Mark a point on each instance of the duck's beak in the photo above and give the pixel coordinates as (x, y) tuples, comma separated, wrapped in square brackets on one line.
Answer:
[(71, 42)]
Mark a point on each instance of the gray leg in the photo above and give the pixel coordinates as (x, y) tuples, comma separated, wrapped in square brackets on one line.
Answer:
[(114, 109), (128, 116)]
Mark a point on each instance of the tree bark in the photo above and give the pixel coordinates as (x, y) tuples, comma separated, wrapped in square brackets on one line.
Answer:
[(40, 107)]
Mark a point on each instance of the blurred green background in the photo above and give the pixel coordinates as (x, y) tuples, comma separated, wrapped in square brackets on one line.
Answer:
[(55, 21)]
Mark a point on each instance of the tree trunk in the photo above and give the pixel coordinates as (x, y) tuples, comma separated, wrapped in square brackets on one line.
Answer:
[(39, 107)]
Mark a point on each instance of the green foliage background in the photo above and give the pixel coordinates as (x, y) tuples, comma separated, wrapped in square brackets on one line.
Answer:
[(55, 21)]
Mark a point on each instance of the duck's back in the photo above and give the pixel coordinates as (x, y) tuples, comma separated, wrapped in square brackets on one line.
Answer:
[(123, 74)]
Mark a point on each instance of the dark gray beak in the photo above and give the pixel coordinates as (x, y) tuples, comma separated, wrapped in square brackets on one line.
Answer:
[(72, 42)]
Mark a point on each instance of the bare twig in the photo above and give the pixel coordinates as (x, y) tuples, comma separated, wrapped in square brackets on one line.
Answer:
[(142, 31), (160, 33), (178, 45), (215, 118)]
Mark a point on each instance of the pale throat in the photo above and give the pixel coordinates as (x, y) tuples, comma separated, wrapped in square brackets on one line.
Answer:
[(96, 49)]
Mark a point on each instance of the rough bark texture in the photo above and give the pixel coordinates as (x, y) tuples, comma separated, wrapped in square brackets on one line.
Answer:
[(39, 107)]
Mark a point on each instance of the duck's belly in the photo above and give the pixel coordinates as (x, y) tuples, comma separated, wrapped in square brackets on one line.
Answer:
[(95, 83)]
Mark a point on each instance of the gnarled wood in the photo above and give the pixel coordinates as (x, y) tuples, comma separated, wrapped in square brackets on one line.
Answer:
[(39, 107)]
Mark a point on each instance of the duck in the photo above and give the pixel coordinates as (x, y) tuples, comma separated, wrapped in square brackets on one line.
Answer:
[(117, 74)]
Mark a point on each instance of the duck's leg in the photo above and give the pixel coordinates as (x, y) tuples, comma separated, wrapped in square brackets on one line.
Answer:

_TASK DETAILS_
Could you write out, word for word, the rows from the line containing "Mark a point on each instance of the duck's leg" through the end of the rows, including both of those lines?

_REPLY_
Mark a point on each instance of the duck's leg in the photo above and give the pixel coordinates as (x, y) tuples, comma separated, wrapped in square brackets on one line.
Answer:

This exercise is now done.